# Instructions to follow:
Retype the following lines without any changes.

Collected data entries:
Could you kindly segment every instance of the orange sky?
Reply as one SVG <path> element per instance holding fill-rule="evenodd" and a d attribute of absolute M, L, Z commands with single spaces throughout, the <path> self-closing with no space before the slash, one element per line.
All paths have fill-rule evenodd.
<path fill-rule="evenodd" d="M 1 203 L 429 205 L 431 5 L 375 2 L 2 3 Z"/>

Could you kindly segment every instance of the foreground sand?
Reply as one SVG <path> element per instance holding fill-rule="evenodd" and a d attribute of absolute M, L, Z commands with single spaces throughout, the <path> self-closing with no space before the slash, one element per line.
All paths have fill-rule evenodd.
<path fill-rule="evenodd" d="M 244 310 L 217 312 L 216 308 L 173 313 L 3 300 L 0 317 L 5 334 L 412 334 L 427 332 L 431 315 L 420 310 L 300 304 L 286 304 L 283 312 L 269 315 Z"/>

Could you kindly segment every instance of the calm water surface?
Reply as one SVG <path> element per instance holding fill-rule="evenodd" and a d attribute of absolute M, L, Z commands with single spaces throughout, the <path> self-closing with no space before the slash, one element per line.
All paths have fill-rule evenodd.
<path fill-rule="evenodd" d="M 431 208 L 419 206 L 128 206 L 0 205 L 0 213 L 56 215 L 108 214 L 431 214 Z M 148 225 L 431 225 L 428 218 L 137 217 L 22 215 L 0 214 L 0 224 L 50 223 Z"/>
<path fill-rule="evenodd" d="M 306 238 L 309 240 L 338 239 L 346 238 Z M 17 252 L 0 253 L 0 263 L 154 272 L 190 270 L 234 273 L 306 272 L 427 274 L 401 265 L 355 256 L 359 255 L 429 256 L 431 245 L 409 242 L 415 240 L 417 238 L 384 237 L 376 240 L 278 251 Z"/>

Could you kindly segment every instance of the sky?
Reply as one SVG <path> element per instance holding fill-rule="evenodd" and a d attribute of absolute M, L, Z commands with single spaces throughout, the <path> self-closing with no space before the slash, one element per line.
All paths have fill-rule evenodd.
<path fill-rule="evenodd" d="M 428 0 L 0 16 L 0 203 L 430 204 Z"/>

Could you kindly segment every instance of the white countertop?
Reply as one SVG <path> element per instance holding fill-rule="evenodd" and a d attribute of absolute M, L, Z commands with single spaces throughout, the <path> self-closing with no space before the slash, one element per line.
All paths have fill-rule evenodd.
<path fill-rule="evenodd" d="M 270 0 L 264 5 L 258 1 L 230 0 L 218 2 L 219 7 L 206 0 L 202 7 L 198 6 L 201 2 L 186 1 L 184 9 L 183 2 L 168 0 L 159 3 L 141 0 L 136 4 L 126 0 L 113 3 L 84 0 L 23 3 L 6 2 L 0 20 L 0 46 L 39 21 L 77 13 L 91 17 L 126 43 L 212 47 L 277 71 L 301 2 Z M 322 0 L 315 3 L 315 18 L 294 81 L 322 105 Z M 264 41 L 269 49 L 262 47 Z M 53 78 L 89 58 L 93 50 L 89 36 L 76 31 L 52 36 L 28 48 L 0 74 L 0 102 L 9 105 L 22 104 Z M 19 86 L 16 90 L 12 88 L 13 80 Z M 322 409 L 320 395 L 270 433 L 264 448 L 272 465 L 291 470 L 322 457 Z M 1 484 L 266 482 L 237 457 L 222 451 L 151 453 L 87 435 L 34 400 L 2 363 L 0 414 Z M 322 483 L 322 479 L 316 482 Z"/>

# Answer for the task:
Could you kindly segment every instance of the orange sky?
Reply as one SVG <path> element per instance holding fill-rule="evenodd" and a d attribute of absolute M, L, Z commands with single spaces throughout, the <path> self-closing with no space before the slash, one element per line.
All paths have fill-rule evenodd.
<path fill-rule="evenodd" d="M 1 203 L 429 205 L 431 5 L 375 2 L 2 3 Z"/>

Could you kindly segment every instance of the foreground sand?
Reply as one SVG <path> element per instance holding fill-rule="evenodd" and a d attribute of absolute M, L, Z commands with single spaces throughout, the <path> self-closing with no space before the slash, one element per line.
All paths have fill-rule evenodd.
<path fill-rule="evenodd" d="M 244 310 L 217 312 L 216 308 L 173 313 L 3 300 L 0 317 L 5 334 L 412 334 L 427 332 L 431 315 L 420 310 L 300 304 L 286 304 L 283 312 L 269 315 Z"/>

Could you kindly segment every instance of the calm water surface?
Reply as one SVG <path> element per instance holding fill-rule="evenodd" and a d attribute of absolute M, L, Z commands with single spaces throughout, the <path> self-closing with no space before the slash, one element per line.
All paths have fill-rule evenodd.
<path fill-rule="evenodd" d="M 431 208 L 419 206 L 128 206 L 0 205 L 0 213 L 56 215 L 108 214 L 431 214 Z M 148 225 L 431 225 L 428 218 L 137 217 L 22 215 L 0 214 L 0 224 L 50 223 Z"/>
<path fill-rule="evenodd" d="M 306 238 L 309 240 L 338 239 L 346 238 Z M 17 252 L 0 253 L 0 263 L 154 272 L 190 270 L 234 273 L 306 272 L 427 274 L 401 265 L 355 256 L 359 255 L 429 256 L 431 245 L 409 242 L 415 240 L 417 238 L 384 237 L 376 240 L 278 251 Z"/>

Could you kindly segment every instance of the sky?
Reply as one SVG <path> element per instance holding fill-rule="evenodd" and a d attribute of absolute M, L, Z commands with single spaces throughout, the <path> self-closing with no space before the slash, one element per line.
All paths have fill-rule evenodd.
<path fill-rule="evenodd" d="M 428 0 L 0 16 L 0 203 L 430 204 Z"/>

Could you kindly segment every instance of the white countertop?
Reply as one SVG <path> element per instance holding fill-rule="evenodd" and a d attribute of absolute M, L, Z commands with single spaces throughout, the <path> self-closing with no space before the slash, one element per line.
All paths have fill-rule evenodd.
<path fill-rule="evenodd" d="M 270 0 L 264 5 L 258 1 L 230 0 L 218 2 L 219 7 L 206 0 L 202 7 L 198 6 L 201 2 L 186 1 L 184 9 L 183 2 L 168 0 L 159 3 L 141 0 L 136 4 L 126 0 L 113 3 L 84 0 L 23 3 L 6 2 L 0 20 L 0 46 L 39 21 L 77 13 L 91 17 L 126 43 L 212 47 L 277 71 L 301 2 Z M 322 0 L 315 3 L 315 18 L 294 81 L 322 105 Z M 264 41 L 269 49 L 262 47 Z M 53 78 L 89 58 L 93 50 L 89 36 L 76 31 L 52 36 L 28 48 L 0 74 L 0 102 L 9 105 L 22 104 Z M 19 86 L 16 90 L 12 88 L 13 80 Z M 322 409 L 320 395 L 270 433 L 264 448 L 272 465 L 291 470 L 322 457 Z M 1 484 L 266 482 L 237 457 L 222 451 L 151 453 L 87 435 L 34 400 L 2 363 L 0 414 Z M 322 483 L 322 479 L 316 482 Z"/>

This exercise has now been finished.